Thursday, May 7, 2009

Star Trek & The Machines

I watched some of the Animatrix last night on Joost. If you don't know, Animatrix is a collection of 9 hot shit animated shorts produced by the Wachowskis to expand The Matrix canon, kind of an 'Expanded Matrix Universe.' I watched 'The Second Renaissance' which tells how we ended up as a species of coppertops in the first place. The animation is hot shit, as it is with all nine Animatrix shorts--but the story was surprisingly, let's say, familiar: man makes machine, machine turns against man, machine enslaves man, man rebels against machine.

We're obsessed with this idea of computers/machines/technology taking us over: Terminator, Matrix, I, Robot. Artificial Intelligence, War Games, Vader, The Borg. Computers either enslaving us, wiping us out as a species or at the very least, dehumanizing us is obviously the biggest cliche in science fiction. What's at the root of this species-wide obsession?

Is it the Genesis archetype that we build machines in our own image? The Frankenstein archetype of man aspiring to godhead by creating life? The thermonuclear fear that we create the means of our own destruction? It's definitely something Jungian. I'm going to dig into it.

However, this does distingush Star Trek from most other science fiction myths -- fear of computers is not a major Star Trek theme.

A primal fear of technology runs through our modern mythical culture, yet there's no fear of technology anywhere in our consumer culture. In fact, I'm getting very used to tech devices waiting on me hand AND foot. I, Robot isn't that far off and I'm not complaining. Resistance isn't just futile, it's non-existent. Are we ignoring the warnings of our collective unconscious? Seems that way.

Anyway, I'm seeing Star Trek tonight in IMAX 3D. How psyched am I? Very psyched.

________________

• **PROBLEM 1**
Could you copy the blog post from "Is it the Genesis" down to "Seems that way.", changing "Frankenstein" to "Pygmalion" each time it appears?
• **PROBLEM 2**
According to the blog post, how many animated shorts make up the Animatrix?
The rows come from a separate source and have no connection to the blog post.

• **DATASET**

________________

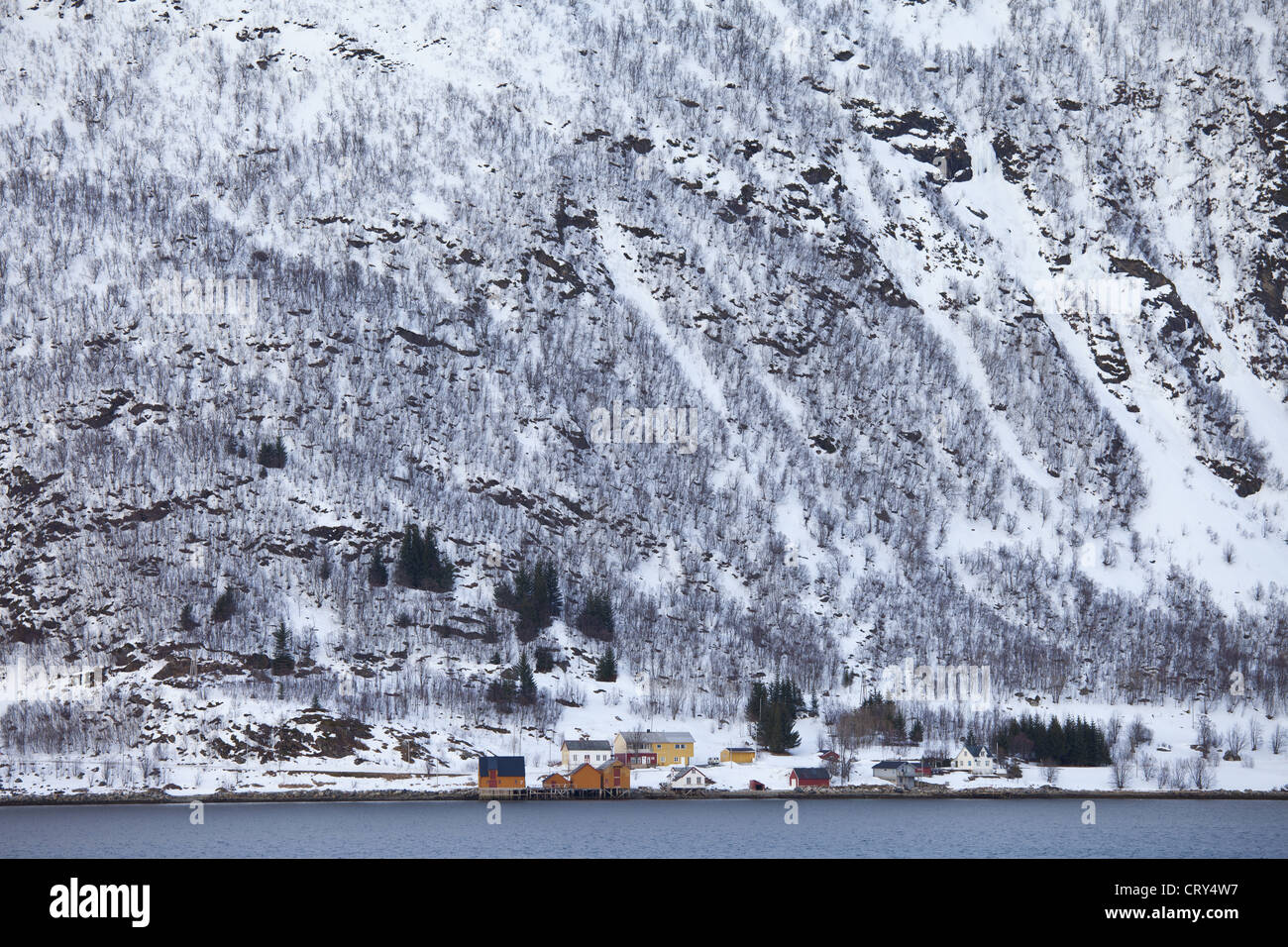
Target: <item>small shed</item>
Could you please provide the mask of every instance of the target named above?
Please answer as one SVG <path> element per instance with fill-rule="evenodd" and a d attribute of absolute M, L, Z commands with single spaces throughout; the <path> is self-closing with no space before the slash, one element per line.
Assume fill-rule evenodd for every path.
<path fill-rule="evenodd" d="M 831 786 L 832 774 L 823 767 L 796 767 L 787 774 L 787 783 L 793 789 Z"/>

________________

• **ANSWER BOX 1**
Is it the Genesis archetype that we build machines in our own image? The Pygmalion archetype of man aspiring to godhead by creating life? The thermonuclear fear that we create the means of our own destruction? It's definitely something Jungian. I'm going to dig into it.

However, this does distingush Star Trek from most other science fiction myths -- fear of computers is not a major Star Trek theme.

A primal fear of technology runs through our modern mythical culture, yet there's no fear of technology anywhere in our consumer culture. In fact, I'm getting very used to tech devices waiting on me hand AND foot. I, Robot isn't that far off and I'm not complaining. Resistance isn't just futile, it's non-existent. Are we ignoring the warnings of our collective unconscious? Seems that way.

• **ANSWER BOX 2**
Nine.